▸ PROBLEM TO SOLVE
Examine each line of the data, and copy the ones containing "face".

▸ DATA EXTRACT
^^^^^^^^^^^^^^^^

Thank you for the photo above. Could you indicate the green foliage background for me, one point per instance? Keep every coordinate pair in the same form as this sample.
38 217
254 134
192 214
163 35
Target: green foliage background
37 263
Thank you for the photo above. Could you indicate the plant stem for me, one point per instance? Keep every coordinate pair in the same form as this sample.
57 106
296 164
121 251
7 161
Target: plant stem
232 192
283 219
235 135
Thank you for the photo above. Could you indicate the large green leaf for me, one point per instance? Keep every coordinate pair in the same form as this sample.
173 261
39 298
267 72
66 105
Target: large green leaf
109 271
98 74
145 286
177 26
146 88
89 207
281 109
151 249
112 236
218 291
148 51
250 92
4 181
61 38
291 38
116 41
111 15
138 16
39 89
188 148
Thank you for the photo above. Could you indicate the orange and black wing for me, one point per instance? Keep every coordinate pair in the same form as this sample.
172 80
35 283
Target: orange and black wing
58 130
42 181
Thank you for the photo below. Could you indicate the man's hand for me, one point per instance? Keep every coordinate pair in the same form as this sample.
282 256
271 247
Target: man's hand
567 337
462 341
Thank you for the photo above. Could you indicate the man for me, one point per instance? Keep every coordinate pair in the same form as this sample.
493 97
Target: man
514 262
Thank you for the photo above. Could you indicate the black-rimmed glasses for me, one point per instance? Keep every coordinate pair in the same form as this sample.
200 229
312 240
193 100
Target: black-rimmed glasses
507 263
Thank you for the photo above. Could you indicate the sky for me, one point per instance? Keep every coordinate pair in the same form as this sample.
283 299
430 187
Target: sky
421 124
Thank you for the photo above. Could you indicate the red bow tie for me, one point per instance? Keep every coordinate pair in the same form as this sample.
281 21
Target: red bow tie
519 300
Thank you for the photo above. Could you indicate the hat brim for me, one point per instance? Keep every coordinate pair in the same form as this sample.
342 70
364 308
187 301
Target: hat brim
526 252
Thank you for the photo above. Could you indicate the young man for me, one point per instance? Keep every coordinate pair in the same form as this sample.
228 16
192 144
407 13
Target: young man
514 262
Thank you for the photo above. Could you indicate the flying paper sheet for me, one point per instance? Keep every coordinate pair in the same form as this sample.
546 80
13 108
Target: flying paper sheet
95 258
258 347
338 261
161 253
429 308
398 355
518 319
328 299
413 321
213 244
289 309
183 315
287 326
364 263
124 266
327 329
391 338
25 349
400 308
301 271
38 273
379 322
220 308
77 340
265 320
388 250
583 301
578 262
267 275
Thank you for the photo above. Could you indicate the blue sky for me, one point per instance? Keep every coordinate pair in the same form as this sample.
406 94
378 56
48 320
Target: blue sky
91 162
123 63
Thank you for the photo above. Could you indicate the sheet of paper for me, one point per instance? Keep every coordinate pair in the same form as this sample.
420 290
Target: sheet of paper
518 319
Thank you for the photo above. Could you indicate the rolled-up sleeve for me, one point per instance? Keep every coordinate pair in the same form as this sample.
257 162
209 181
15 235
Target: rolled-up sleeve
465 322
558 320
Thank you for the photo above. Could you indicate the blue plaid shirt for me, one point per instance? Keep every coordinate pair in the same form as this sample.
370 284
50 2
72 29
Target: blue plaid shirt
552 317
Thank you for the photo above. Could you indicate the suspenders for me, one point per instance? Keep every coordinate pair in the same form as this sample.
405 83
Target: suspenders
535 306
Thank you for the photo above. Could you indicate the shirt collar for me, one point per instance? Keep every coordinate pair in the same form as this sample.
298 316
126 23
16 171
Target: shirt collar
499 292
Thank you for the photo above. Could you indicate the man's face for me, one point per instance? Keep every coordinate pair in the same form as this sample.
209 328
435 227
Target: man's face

^^^^^^^^^^^^^^^^

▸ RESULT OF THE EXERCISE
Thank you for the photo above. Could you indicate the man's face for me, one point per instance? Keep every coordinate pair in the same form as this sample.
Target: man's face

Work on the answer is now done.